[Study material]
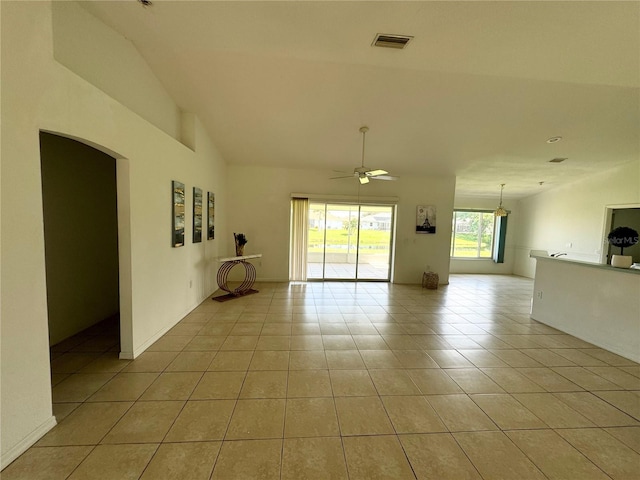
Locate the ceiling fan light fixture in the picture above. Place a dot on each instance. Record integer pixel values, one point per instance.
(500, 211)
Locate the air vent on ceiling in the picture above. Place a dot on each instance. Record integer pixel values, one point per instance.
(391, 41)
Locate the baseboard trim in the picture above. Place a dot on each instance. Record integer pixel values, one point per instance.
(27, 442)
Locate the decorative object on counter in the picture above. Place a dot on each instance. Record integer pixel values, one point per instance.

--

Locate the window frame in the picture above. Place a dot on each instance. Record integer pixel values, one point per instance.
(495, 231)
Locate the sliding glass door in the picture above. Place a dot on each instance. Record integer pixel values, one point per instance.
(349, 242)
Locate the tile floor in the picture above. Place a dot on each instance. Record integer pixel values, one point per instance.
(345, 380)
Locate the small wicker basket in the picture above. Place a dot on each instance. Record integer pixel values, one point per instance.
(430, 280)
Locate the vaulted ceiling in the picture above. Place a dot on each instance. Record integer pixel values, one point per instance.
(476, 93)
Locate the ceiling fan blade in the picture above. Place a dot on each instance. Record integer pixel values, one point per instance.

[Goal of the exercise]
In the entries above, one line contains "Locate the sliding" and another contains "Locate the ceiling fan blade". Reproduce exactly those two lines and the lines between them, nothing else.

[Task output]
Locate the sliding glass door in the picture above. Place a dot on each instance. Record integer pixel values, one point per instance.
(349, 242)
Locate the tile floor in the picture above. Place a dot on each instance. Record integer pixel values, one point per instance.
(345, 380)
Locate the small wicker basket in the picture above. Place a dot on each instance. Record integer pixel values, one point per instance.
(430, 280)
Locate the vaulted ceiling in the picture above. Place a dot on each instance. Record integer pixel values, one point per instance.
(476, 93)
Locate the ceiling fan blade in the picture above. Place a dot on each instance. Record integer pixel values, one point per instance.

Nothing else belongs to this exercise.